STATED GOAL
List each line in the records below that contains the string "triangular".

EXTRACTED ENTRIES
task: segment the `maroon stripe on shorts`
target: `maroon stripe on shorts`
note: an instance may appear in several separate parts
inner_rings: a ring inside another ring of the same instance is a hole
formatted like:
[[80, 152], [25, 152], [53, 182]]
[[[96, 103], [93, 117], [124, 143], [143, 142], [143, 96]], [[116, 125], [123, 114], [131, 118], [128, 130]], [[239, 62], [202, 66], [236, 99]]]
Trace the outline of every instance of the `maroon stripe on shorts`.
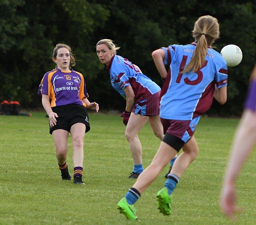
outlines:
[[151, 115], [159, 114], [159, 97], [161, 91], [147, 98], [146, 101], [146, 115]]

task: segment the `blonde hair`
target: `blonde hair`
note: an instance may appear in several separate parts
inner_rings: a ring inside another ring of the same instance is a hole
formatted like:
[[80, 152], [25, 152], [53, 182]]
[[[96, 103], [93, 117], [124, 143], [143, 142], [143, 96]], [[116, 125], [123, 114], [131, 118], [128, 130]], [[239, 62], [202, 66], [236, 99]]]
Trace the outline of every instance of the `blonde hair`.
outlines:
[[98, 45], [102, 44], [106, 45], [110, 50], [113, 50], [115, 55], [117, 54], [117, 51], [120, 48], [120, 47], [117, 47], [116, 45], [113, 43], [113, 41], [110, 39], [102, 39], [99, 41], [96, 45], [96, 47]]
[[205, 62], [208, 46], [210, 46], [220, 37], [219, 25], [216, 18], [210, 16], [199, 17], [195, 23], [192, 36], [197, 42], [190, 61], [183, 73], [196, 71]]
[[71, 66], [73, 67], [75, 65], [75, 55], [72, 53], [71, 50], [71, 48], [67, 45], [65, 44], [57, 44], [56, 46], [53, 49], [53, 59], [56, 59], [57, 57], [57, 52], [58, 50], [61, 48], [65, 48], [69, 52], [69, 55], [70, 56], [70, 62], [69, 63], [69, 66], [68, 67], [69, 69], [71, 68]]

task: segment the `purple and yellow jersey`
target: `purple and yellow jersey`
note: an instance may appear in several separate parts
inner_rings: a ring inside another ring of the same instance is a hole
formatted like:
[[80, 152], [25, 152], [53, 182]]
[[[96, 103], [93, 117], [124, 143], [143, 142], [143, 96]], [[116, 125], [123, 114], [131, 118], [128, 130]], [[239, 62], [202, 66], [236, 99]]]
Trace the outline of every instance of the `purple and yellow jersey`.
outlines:
[[107, 67], [110, 74], [113, 87], [125, 99], [124, 91], [131, 85], [134, 94], [135, 102], [141, 101], [158, 92], [161, 89], [151, 79], [140, 73], [127, 59], [114, 55]]
[[226, 86], [228, 67], [218, 52], [208, 47], [203, 66], [196, 72], [183, 74], [197, 43], [186, 45], [173, 45], [163, 47], [164, 63], [170, 67], [162, 88], [160, 116], [169, 120], [191, 120], [210, 107], [215, 86]]
[[85, 106], [82, 100], [88, 97], [83, 75], [72, 69], [63, 71], [57, 68], [46, 73], [38, 89], [38, 94], [42, 94], [50, 96], [51, 107], [68, 104]]
[[248, 89], [245, 107], [256, 112], [256, 65], [252, 74], [252, 80]]

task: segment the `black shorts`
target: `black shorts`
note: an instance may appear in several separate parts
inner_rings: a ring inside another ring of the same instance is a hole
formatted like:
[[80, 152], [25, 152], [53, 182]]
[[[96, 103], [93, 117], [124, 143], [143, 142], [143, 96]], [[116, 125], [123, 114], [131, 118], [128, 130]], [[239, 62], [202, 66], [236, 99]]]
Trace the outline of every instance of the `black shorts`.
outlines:
[[[50, 134], [55, 130], [61, 129], [70, 132], [71, 127], [78, 123], [82, 123], [86, 127], [85, 133], [90, 129], [89, 117], [85, 107], [79, 105], [70, 104], [65, 105], [55, 106], [52, 108], [53, 112], [57, 114], [56, 125], [50, 127]], [[50, 124], [50, 122], [49, 122]]]

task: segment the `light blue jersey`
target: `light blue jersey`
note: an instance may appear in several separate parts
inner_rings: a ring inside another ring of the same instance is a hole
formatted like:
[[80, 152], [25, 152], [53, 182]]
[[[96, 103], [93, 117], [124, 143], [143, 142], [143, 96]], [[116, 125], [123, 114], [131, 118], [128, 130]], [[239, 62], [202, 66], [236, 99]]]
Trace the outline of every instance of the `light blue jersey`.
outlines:
[[169, 66], [162, 88], [160, 117], [164, 119], [191, 120], [210, 107], [215, 86], [227, 85], [228, 67], [218, 52], [209, 48], [204, 65], [196, 72], [180, 73], [189, 62], [197, 43], [173, 45], [162, 48], [165, 65]]
[[114, 55], [107, 69], [110, 74], [112, 86], [125, 99], [124, 90], [128, 85], [131, 85], [133, 90], [135, 103], [161, 90], [156, 83], [138, 71], [131, 62], [120, 56]]

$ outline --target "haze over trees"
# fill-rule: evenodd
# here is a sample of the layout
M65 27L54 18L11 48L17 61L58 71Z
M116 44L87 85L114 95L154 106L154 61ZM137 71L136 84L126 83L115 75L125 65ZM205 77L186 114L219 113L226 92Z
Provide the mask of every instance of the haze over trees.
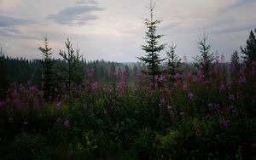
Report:
M154 9L143 63L88 61L69 39L44 37L39 60L1 49L0 159L256 159L256 29L230 63L206 34L194 64L173 43L160 59Z

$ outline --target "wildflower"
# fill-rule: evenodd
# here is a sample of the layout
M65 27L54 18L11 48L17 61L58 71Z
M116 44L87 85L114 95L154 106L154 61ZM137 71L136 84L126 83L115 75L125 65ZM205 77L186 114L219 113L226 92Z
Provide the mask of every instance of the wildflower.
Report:
M188 99L189 99L189 100L192 100L192 97L193 97L193 94L192 94L191 92L189 92L189 93L188 94Z
M225 91L225 86L224 84L221 84L220 87L218 88L219 93L223 93Z
M39 108L39 101L38 99L34 98L33 100L34 109L37 110Z
M164 83L165 81L166 81L165 75L162 74L158 77L158 82Z
M62 105L62 101L57 102L57 103L56 103L56 108L57 108L57 109L60 109L61 106L61 105Z
M240 76L239 77L239 83L241 84L241 83L245 83L247 82L247 79L246 79L246 77L243 77L243 76Z
M227 129L230 126L230 122L229 119L223 118L220 122L220 127L223 129Z
M140 76L141 76L140 71L139 71L139 70L137 70L137 71L136 71L136 77L137 77L137 78L138 78Z
M14 118L13 117L9 117L8 120L9 120L9 123L13 123L14 122Z
M64 121L63 125L64 125L65 128L69 128L69 121L68 121L67 119L66 119L66 120Z
M59 123L60 121L61 121L61 118L58 117L58 118L56 119L56 123Z
M90 89L95 91L98 88L98 82L94 82L90 83Z
M234 95L234 94L230 94L230 95L229 95L229 99L230 99L230 100L235 100L235 95Z
M23 125L25 125L25 126L27 125L27 123L28 123L27 121L24 121L24 122L23 122Z
M159 106L162 106L164 105L164 103L165 103L165 99L162 98L162 99L160 99L160 100Z
M251 146L253 148L255 148L256 147L256 141L254 141L252 146Z
M203 75L203 72L201 68L197 70L196 76L199 80L203 80L205 78L205 76Z
M95 69L94 68L87 68L86 73L88 77L92 77L94 75Z
M125 82L119 82L116 84L116 89L118 93L120 93L125 87Z
M188 86L186 83L183 83L183 90L185 91L188 89Z
M167 105L166 109L167 109L167 111L168 111L169 115L172 116L172 114L173 114L172 107L170 105Z
M5 105L4 101L0 101L0 108Z

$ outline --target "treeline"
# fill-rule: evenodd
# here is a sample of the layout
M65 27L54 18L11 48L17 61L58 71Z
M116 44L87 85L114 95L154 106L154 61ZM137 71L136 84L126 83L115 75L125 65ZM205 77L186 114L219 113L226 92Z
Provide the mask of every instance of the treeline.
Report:
M38 54L40 54L38 52ZM50 83L55 87L61 87L58 84L61 81L63 73L63 67L67 67L67 62L61 59L50 59L53 62L51 68ZM6 56L1 49L0 55L0 90L3 94L7 89L8 86L12 83L24 83L26 84L29 80L32 80L34 84L41 89L45 75L45 66L44 66L44 59L42 60L27 60L26 58L12 58ZM81 58L79 60L81 66L79 71L79 83L82 83L86 79L86 72L93 68L92 80L100 83L101 84L108 84L111 83L110 74L113 71L119 74L122 70L127 72L127 81L132 83L136 78L137 70L141 70L143 65L141 63L118 63L102 60L86 60ZM61 68L62 67L62 68ZM61 71L63 70L63 71Z

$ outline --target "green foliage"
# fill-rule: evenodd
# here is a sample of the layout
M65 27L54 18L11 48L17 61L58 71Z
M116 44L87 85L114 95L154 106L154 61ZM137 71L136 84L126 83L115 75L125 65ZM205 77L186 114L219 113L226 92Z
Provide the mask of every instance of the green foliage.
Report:
M174 76L178 72L178 69L181 66L181 59L175 54L175 49L177 45L172 43L172 46L169 46L169 50L166 52L168 59L168 72L171 76Z
M84 69L80 63L81 55L79 50L73 49L72 43L67 38L65 43L67 52L60 50L60 55L66 61L66 65L60 65L58 75L61 82L64 82L66 88L70 94L73 88L77 87L83 82Z
M53 96L53 90L55 89L54 82L54 60L51 58L52 49L48 47L48 38L44 39L44 48L39 47L38 49L43 53L44 59L40 60L43 65L43 77L42 82L44 83L43 90L44 91L44 98L49 100L49 97Z
M8 71L6 57L3 48L0 49L0 99L3 97L8 86Z
M160 75L160 66L165 59L160 59L160 53L162 51L166 44L159 44L158 39L163 37L163 35L157 35L156 29L160 23L160 20L154 20L153 19L153 11L154 5L152 4L152 1L149 6L150 20L146 19L144 20L145 26L148 29L146 31L146 45L142 46L142 49L146 52L146 56L139 57L138 59L147 65L148 70L148 75L152 76L151 81L154 83L155 77Z
M207 78L209 77L210 67L214 60L213 54L210 53L211 45L207 44L208 36L204 33L201 38L199 38L198 49L201 55L195 58L195 66L203 71L203 74Z
M256 28L254 29L256 33ZM253 31L251 31L248 39L247 40L246 48L241 47L241 53L244 55L242 58L244 61L250 65L256 60L256 38Z

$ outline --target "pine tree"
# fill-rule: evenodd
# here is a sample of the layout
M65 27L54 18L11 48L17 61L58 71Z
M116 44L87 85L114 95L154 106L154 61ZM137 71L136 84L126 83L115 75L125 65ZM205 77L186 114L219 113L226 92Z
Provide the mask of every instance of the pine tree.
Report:
M175 49L177 45L173 43L172 46L169 46L169 50L166 52L168 57L168 72L171 76L174 76L178 71L178 68L181 66L181 58L175 54Z
M83 77L80 73L84 71L81 71L83 67L80 64L81 55L79 55L79 49L77 49L75 54L75 50L68 38L67 42L65 42L65 44L67 49L67 53L60 50L59 54L64 59L66 64L61 64L58 66L60 71L58 77L64 83L70 94L72 88L81 84Z
M8 87L8 68L6 57L3 54L3 48L0 49L0 98L3 98L4 92Z
M208 77L210 66L214 60L214 54L210 53L211 45L207 44L208 36L204 33L201 38L199 38L198 49L201 55L197 55L195 59L195 66L202 70L206 77Z
M254 29L254 32L256 33L256 28ZM246 48L242 49L241 47L241 53L244 54L242 58L247 65L256 60L256 39L253 31L251 31L249 37L247 40Z
M43 52L44 59L40 60L43 65L43 77L42 81L44 83L43 90L44 92L44 98L49 100L53 96L54 89L54 60L51 58L52 53L51 48L48 46L47 37L44 37L44 48L39 47L38 49Z
M163 35L157 35L156 29L158 25L160 23L158 20L154 20L153 18L153 11L154 9L154 5L152 4L152 1L150 1L150 20L145 19L144 24L147 27L146 33L146 45L142 46L142 49L146 52L146 55L143 57L139 57L138 59L144 62L148 70L148 75L151 76L151 81L154 85L155 83L155 77L160 73L160 66L161 61L165 59L160 59L160 53L162 51L166 44L159 44L158 39L163 37Z

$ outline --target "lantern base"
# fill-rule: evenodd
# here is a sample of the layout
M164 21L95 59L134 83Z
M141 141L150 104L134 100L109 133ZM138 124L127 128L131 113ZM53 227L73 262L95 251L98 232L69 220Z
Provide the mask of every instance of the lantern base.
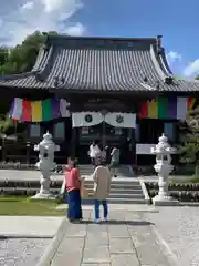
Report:
M155 206L178 206L179 205L179 202L175 198L172 198L171 196L159 196L159 195L156 195L154 198L153 198L153 204Z
M31 200L56 200L56 196L51 193L38 193L31 197Z

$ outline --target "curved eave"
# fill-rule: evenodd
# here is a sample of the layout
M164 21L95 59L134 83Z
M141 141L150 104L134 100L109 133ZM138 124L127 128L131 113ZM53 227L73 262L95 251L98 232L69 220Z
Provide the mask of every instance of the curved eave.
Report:
M159 53L159 62L160 62L161 69L165 71L165 73L168 76L174 76L172 71L170 70L169 64L167 62L167 58L166 58L164 48L161 48L161 52Z

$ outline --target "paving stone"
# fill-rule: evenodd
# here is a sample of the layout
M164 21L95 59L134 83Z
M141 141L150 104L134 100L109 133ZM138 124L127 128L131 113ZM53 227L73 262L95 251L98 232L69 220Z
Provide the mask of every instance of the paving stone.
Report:
M81 253L84 246L84 237L64 237L62 243L57 248L57 253L70 254L70 253Z
M160 253L158 246L140 245L136 247L137 256L142 265L169 266L166 257Z
M76 253L57 253L51 263L51 266L80 266L82 260L82 254Z
M81 266L111 266L111 264L81 264Z
M129 237L128 228L126 225L109 225L109 237Z
M132 243L132 238L111 238L109 239L111 253L135 253L135 248Z
M112 266L139 266L136 254L114 254L111 259Z
M85 239L85 247L94 245L106 245L108 246L109 239L107 233L101 235L87 234Z
M95 263L95 264L102 264L102 263L111 263L109 258L109 248L105 245L96 245L91 248L84 248L83 252L83 263Z
M84 237L87 232L86 224L70 224L67 225L65 236L72 237Z

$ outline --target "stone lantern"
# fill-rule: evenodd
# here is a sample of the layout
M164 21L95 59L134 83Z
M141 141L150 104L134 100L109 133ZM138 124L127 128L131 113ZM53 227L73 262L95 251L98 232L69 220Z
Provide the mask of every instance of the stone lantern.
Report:
M53 200L54 196L50 192L50 176L51 172L56 166L54 163L54 152L59 152L60 146L54 144L52 135L48 132L43 135L43 140L38 145L34 145L34 151L39 152L39 162L36 163L36 167L41 172L41 187L40 192L32 198Z
M168 193L168 177L172 172L174 166L171 165L171 154L175 154L177 150L171 147L168 143L168 139L163 134L159 137L159 143L156 147L151 147L150 154L156 155L156 164L154 168L159 177L159 192L153 198L154 205L174 205L178 203Z

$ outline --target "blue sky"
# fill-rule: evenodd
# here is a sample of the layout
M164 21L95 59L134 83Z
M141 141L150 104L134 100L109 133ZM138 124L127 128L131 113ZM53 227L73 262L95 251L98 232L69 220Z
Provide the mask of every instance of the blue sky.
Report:
M20 43L35 30L71 35L161 34L172 71L199 73L198 0L12 0L0 9L0 43Z

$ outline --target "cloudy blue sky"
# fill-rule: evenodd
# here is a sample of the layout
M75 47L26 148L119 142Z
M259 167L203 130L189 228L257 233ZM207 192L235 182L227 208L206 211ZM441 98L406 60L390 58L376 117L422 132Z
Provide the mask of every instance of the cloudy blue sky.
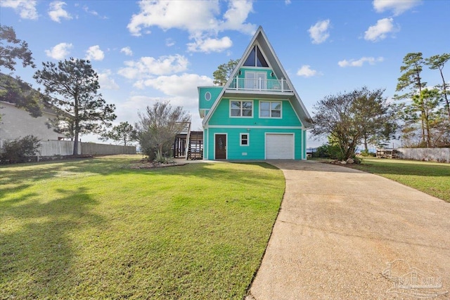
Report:
M117 124L169 100L191 113L194 129L201 129L197 86L212 85L219 65L240 58L259 25L314 115L324 96L363 86L392 97L406 53L450 52L449 12L444 0L0 0L1 25L28 43L38 68L91 60ZM38 87L34 72L19 65L15 74ZM440 83L435 70L423 78Z

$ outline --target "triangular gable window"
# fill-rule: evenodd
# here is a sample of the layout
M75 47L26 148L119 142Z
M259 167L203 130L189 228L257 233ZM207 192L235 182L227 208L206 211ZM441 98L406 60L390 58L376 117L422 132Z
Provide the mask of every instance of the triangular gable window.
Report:
M269 65L264 58L262 52L259 50L259 47L257 45L255 45L255 47L252 49L247 60L244 63L245 67L267 67Z

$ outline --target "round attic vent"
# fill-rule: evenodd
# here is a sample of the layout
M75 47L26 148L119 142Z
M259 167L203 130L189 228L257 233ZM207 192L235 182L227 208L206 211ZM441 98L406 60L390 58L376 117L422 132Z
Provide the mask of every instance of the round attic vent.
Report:
M210 93L209 91L205 93L205 99L206 99L207 101L211 100L211 93Z

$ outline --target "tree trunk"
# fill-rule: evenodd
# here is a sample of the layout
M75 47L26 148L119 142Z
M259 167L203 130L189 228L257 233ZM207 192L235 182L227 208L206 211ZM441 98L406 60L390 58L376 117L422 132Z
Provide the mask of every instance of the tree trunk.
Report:
M75 138L73 142L73 152L72 155L78 155L78 131L75 131Z
M364 136L364 151L366 153L368 153L368 149L367 148L367 136Z
M447 98L447 89L446 85L445 84L445 79L444 79L444 74L442 74L442 69L439 69L441 72L441 77L442 77L442 87L444 88L444 97L445 98L445 102L447 106L447 112L449 113L449 119L450 120L450 103L449 102L449 98Z

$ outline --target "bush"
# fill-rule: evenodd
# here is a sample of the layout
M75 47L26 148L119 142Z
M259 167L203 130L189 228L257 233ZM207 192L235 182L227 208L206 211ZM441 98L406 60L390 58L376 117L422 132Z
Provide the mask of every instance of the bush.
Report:
M10 162L23 162L27 157L36 155L41 146L39 140L34 136L27 136L4 143L0 157Z
M314 157L330 158L332 159L342 159L342 155L339 147L330 144L324 144L317 148L313 153Z
M376 156L376 154L373 152L368 152L368 151L363 150L361 152L361 156L364 157L375 157Z

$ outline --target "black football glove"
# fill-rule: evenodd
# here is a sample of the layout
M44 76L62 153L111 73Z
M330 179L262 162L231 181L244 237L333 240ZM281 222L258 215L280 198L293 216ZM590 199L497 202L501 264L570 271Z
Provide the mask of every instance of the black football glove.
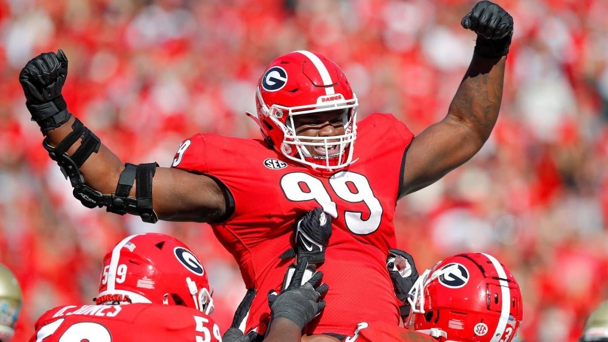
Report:
M302 284L307 268L314 274ZM327 292L328 287L326 284L321 284L322 279L322 272L315 272L314 266L309 267L306 257L300 259L287 288L280 295L274 291L268 294L272 319L287 318L300 329L304 329L325 307L325 301L320 298Z
M240 327L243 323L247 314L251 308L251 303L255 298L257 291L255 290L247 290L245 296L241 301L241 304L238 304L237 312L232 318L232 324L230 329L224 333L222 337L222 341L224 342L257 342L263 340L264 337L259 333L252 331L247 335L244 335L241 330Z
M331 236L331 217L320 208L306 213L295 222L295 249L289 248L282 259L305 257L309 263L325 261L325 249Z
M513 17L490 1L480 1L460 22L462 27L477 33L475 50L486 57L509 53L513 35Z
M325 261L325 249L331 236L331 217L316 208L295 223L295 253L309 263Z
M410 309L407 295L418 277L414 258L407 252L391 248L389 250L386 268L389 270L390 280L393 281L395 295L402 303L399 307L401 316L407 316Z
M67 58L60 49L57 54L38 55L27 62L19 74L32 120L38 123L44 134L70 118L61 96L67 77Z

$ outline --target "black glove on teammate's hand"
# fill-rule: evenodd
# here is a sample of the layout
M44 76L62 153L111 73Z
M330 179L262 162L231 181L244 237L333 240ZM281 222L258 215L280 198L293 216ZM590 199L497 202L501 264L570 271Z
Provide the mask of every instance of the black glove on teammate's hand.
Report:
M61 50L46 52L27 62L19 74L26 105L46 133L69 119L61 88L67 77L67 58Z
M407 295L418 277L414 259L407 252L391 248L389 250L386 267L389 270L390 280L393 281L395 295L402 303L399 307L401 316L407 316L410 309Z
M320 284L323 273L315 272L308 281L300 285L308 266L306 259L300 259L287 288L280 295L274 291L268 294L268 305L272 313L272 319L280 317L287 318L300 329L304 329L325 307L325 301L319 300L328 288L326 284ZM314 268L313 271L314 271Z
M513 18L502 7L490 1L480 1L460 22L462 27L477 33L475 50L486 57L509 53L513 35Z
M243 321L247 316L251 308L251 303L255 298L257 291L255 290L247 290L245 296L241 301L241 304L238 304L237 312L232 318L232 324L230 329L224 333L222 337L222 341L224 342L255 342L261 341L264 337L258 333L251 331L247 335L243 334L239 327L241 326Z
M325 261L325 249L331 236L331 217L319 208L306 213L295 223L295 252L310 263Z

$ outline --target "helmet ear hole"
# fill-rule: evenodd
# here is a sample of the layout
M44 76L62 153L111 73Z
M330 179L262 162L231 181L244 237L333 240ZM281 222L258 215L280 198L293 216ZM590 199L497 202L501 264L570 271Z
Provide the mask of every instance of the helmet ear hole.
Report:
M175 303L175 305L186 306L185 302L177 293L171 293L171 298L173 299L173 302Z
M430 323L433 319L433 312L429 311L424 313L424 320Z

WORKED ANSWER
$ outline --target "triangular gable window"
Provide the mask of every instance of the triangular gable window.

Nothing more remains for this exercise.